Excerpted passage:
---*---

ATTENTION! IF YOU ARE A FEMALE, QUICKLY TURN OFF YOUR MONITOR AND
STEP AWAY FROM YOUR COMPUTER IMMEDIATELY! THE FOLLOWING TEXT IS FOR
MALE EYES ONLY! GO PAINT YOUR NAILS AND PLOT THE DESTRUCTION OF SOME
MORE KIND, GENTLE, LOVESICK GUYS OR SOMETHING! GRRR!

ok my fellow penises, NOW we can speak freely. well, i wish i
could say it's good to see all of your hearts in one piece, but i
can't. i can't because there are many of you reading this right now
with hearts that have been damaged, hearts that have been broken in
two, hearts that have been ripped out and thrown into your
grandma's old slipper box which was then wrapped in the sunday edition
of the funny pages and then finally taken to the post office
where it was shipped third class to SHITSVILLE! girls are demented
little demons that were put on this earth for one purpose and one
purpose only -- to torment our poor fragile souls.

take a look around you. take a look at the guys that are overcoming
the dark ways of the female. how do they do it? i'll tell ya how, by being
dicks. that's right, you want to be a weakling? then be nice. you want
to be strong? then be a dick. if you're nice, girls get bored. if you're
a dick, they want you more. that's right, keep saying it, "if you're
nice, girls get bored. if you're a dick, they want you more." say that
to yourself everytime your girl starts treating you like the pathetic
lovesick freak you are. it's kind of catchy actually.

for us nice guys it's a hard concept to grasp. this i know. i
mean think about it, why would a girl want a guy that would treat her
like dirt when she could have a guy that would treat her like gold? when
i put myself in a girl's shoes (not literally of course, err, yeah..) i
try to think about the type of guy i would want to have as my own, and
you know what i come up with? i come up with me, the nice guy that would
do ANYTHING for his girl. and if and when i got a guy like me, i would
cherish his love and treat him with the same respect that he gave me.
the sad reality of it is, girls don't do that. oh no, girls take
advantage of nice guys like you and i. girls use us up for all we got,
taking and never giving. all that wasted love, but more important,
all that wasted cash. yeesh.

anyway, i could go on and on crying my sappy heart out about how
cold and uncaring girls are, but will that change anything? no sirry
bobbit it will not! so what then shall we do? i'll tell ya what..

we nice guys will all become DICKS!

it's time we leave our niceness behind and embrace the dick side. i
know it must sound somewhat drastic but if you let me explain, it should
all make some type of sense. if every nice guy in this world turned into
a dick, then girls would have no one to turn to when they grew tired
of getting shit on, when they grew tired of the guy not always being
there, and when the excitement of having a dick became not-so-exciting.

---*---

Information provided:

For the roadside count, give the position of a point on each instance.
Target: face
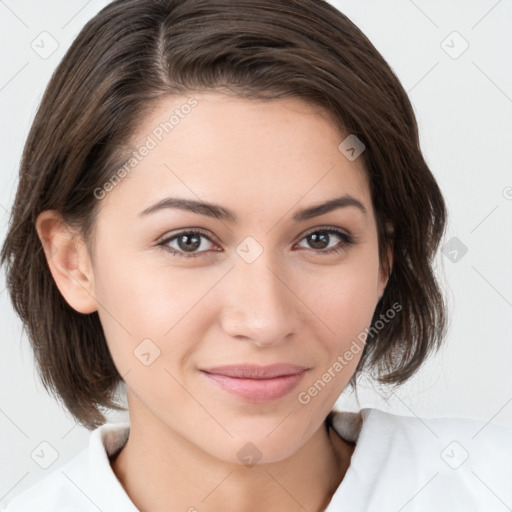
(261, 279)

---*---

Task instructions:
(1) In the rant urging nice guys to drop their niceness, what happens to the grandma's old slipper box after it is wrapped in the Sunday funny pages?
(2) Go on with the rant urging nice guys to drop their niceness, starting right after its last sentence.
The data that comes after the text is not needed here.

The answers:
(1) It is taken to the post office and shipped third class to Shitsville.

(2)
eventually, girls would begin to miss us nice guys and long for our
return. with no hope in sight, girls would realize the error in their
ways. they'd begin to think they were in a bad episode of the twilight zone
where every guy refered to females as 'bitches' or 'hoes'. where girls
were looked at as sex objects instead of princesses. let's see how much
they love the dicks when the nice guys have disapeared. lost in regret,
their weakened souls would fall prey to the torment of the dick side.
they would suffer and we would smile. kooky.

sounds like quite the party eh? well my fellow nice guys as
entertaining as it may be we must not let the dick side take control.
being nice is what we do best, it's what's right. once they've seen what
life is like without us nice guys, we must then lift them up from out of
this darkened state of desperation by changing back to the nice guys we
once were and then watch them come running home. those that let the dick
side engulf them and choose not to convert, will suffer the penalty of
loneliness and rejection while we born again nice guys enjoy our reward.
after all, absence makes the heart grow fonder.

my fellow lumps of testosterone, we nice guys can come out
victorious! we nice guys can dominate the love scene! but in order to
do so we must be brave, we must be strong, but most of all, we must be
dicks. so go out there and lie, cheat, smack and do whatever else you
have to do to be a dick. remember, you're not just doing it for youself,
but for every nice guy in this world that has been destroyed by a girl.
it is time for the nice guys to be avenged and liberated!

may god be with you on this journey to build a better future, where
every nice guy will have a nice girl by his side. <sniff> <sniff>

now good luck to ya dickhead.

--- - - ---

"my month in review" by / sykes (08)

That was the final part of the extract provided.